◆ **TAREFA A**: Quantas linhas dos registros contêm a palavra "foal"? Responda apenas com o número.

◆ **TEXTO PARA LEITURA**:
I've stood upon my mountaintop
and shouted at the sky
walked above the pavement
with my sense amplified
- I get this feeling

all my nerves are naked wires
tender to the touch
sometimes super-sensitive
but who can care too much?
- I get this feeling

scars of pleasure
scars of pain
atmospheric changes
make them sensitive again


each emotional injury
leaves behind its mark
sometimes they come tumbling out
like shadows in the dark
- I get this feeling

when I think about all I have seen
and all I'll never see
when I think about the people
who have opened up to me
- I get this feeling

snow falls deep around my house
and holds the winter light
I've heard the lions hunting
in the Serengeti night
- I get this feeling

forests turned to factories
and river, sea, and sky
hungry child in the desert
and the flies that cloud her eyes
- I get this feeling

Pleasure leaves a fingerprint
As surely as mortal pain
In memories they resonate
And echo back again
CICATRIZES

já estive no meu topo de montanha
e gritei para o céu
andei acima dos pavimentos
com minha percepção amplificada
- eu sinto isso

todos os meus nervos são fios desencapados
suaves ao toque
às vezes super sensíveis
mas quem consegue se importar tanto?

◆ **REGISTROS DE ORIGEM**:

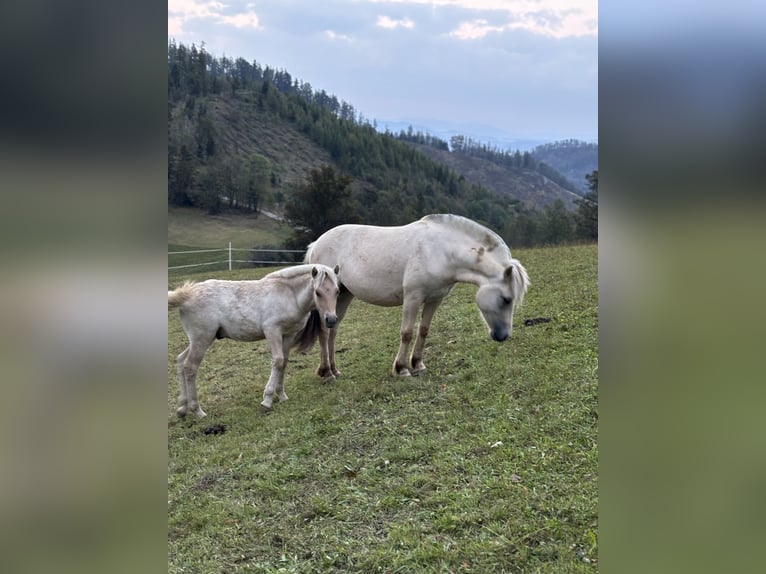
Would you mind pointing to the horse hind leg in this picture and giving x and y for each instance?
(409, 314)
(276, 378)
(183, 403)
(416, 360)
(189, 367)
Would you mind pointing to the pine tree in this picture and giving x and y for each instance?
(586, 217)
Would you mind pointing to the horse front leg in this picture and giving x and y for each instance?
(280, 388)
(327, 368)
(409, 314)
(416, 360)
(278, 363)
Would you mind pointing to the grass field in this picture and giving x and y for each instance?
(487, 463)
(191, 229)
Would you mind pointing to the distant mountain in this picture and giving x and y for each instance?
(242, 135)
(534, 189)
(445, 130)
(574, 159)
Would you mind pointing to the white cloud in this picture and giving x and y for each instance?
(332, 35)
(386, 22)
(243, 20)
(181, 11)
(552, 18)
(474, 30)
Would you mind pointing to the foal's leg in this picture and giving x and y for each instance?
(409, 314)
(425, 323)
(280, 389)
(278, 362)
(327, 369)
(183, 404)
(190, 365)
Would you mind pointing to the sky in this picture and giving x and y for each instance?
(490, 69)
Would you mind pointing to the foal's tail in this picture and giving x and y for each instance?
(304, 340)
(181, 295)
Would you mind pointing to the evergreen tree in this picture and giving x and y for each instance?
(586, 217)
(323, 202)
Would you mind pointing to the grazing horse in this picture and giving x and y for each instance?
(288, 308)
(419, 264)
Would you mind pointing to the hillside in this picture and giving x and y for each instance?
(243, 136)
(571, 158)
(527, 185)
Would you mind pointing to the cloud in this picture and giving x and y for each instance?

◆ **TAREFA B**: Reescreva o trecho do texto para leitura que começa com as palavras "I've stood upon" e termina com "care too much?", trocando "naked wires" por "live wires".

◆ **RESOLUÇÃO A**: 2

◆ **RESOLUÇÃO B**:
I've stood upon my mountaintop
and shouted at the sky
walked above the pavement
with my sense amplified
- I get this feeling

all my nerves are live wires
tender to the touch
sometimes super-sensitive
but who can care too much?